--- SHORT PROBLEM ---
Please count the lines in the records below that contain the string "give" and reply with that number alone.

---

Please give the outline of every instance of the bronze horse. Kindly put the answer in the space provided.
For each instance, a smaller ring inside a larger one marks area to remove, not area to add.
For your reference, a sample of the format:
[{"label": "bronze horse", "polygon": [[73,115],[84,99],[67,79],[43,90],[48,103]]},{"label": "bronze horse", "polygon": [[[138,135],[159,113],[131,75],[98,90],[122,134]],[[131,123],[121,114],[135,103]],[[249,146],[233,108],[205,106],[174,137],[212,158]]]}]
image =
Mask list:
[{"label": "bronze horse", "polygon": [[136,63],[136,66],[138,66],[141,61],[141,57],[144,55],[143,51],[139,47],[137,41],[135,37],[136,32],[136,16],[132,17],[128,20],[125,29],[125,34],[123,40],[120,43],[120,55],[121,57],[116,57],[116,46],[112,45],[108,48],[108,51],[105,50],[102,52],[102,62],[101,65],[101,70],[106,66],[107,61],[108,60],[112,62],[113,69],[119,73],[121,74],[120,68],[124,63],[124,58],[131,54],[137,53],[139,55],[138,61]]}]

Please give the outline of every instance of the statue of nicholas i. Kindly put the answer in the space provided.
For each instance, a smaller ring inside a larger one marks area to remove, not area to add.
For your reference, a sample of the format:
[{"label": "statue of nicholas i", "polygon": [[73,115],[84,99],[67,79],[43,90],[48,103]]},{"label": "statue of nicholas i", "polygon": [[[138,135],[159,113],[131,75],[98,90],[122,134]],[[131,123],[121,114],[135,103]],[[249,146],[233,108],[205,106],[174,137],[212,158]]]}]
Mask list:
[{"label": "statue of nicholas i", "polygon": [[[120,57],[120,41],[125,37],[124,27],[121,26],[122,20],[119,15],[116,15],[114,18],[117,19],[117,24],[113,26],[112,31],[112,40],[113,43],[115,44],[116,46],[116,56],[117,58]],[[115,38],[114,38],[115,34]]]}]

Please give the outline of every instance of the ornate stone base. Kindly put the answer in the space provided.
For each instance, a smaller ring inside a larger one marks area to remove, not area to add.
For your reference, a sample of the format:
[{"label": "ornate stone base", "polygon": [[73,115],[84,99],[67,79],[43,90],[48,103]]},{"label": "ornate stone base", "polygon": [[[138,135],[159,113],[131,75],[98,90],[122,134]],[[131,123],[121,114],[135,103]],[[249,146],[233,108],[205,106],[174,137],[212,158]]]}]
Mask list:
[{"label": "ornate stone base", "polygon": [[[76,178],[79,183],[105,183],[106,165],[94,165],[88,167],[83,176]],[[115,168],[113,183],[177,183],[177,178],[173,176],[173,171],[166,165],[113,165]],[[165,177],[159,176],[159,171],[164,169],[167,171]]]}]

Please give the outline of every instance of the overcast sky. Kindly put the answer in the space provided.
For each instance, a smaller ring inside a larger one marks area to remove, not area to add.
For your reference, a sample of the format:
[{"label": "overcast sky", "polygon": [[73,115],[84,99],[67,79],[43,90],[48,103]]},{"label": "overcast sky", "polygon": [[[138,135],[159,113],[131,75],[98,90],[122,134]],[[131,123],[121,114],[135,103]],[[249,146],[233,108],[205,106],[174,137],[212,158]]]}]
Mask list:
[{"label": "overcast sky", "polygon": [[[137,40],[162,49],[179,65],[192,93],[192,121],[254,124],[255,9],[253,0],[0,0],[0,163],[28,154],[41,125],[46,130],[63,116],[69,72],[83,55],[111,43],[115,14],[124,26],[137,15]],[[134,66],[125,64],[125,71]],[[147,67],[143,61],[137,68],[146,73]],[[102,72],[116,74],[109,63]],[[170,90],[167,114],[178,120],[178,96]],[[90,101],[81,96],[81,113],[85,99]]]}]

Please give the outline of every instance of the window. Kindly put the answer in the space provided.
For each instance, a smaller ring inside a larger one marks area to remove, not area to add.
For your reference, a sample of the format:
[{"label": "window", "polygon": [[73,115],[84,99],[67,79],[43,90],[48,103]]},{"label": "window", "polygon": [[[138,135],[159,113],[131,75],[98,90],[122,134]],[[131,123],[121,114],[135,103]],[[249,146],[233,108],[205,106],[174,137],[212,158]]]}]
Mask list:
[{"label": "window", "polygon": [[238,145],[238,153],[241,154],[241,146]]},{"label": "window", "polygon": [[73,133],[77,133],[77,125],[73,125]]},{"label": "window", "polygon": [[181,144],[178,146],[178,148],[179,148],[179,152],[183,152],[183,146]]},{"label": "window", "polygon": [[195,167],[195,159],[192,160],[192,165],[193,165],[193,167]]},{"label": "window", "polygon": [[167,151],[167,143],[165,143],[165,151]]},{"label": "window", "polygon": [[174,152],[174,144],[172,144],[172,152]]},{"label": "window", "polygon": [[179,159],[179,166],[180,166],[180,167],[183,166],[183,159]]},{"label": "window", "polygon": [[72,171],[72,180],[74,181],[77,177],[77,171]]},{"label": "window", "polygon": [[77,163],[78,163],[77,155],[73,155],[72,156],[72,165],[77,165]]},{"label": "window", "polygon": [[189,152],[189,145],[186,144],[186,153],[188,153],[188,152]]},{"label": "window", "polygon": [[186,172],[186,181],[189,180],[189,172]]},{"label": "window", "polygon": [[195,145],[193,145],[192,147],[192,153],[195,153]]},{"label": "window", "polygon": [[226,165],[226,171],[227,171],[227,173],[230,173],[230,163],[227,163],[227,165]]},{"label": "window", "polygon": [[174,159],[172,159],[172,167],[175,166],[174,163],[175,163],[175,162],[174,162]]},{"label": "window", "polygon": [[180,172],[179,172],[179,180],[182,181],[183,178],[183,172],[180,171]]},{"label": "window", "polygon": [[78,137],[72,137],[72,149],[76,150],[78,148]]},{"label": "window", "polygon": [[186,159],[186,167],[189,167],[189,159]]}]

---

--- TASK OUTPUT ---
5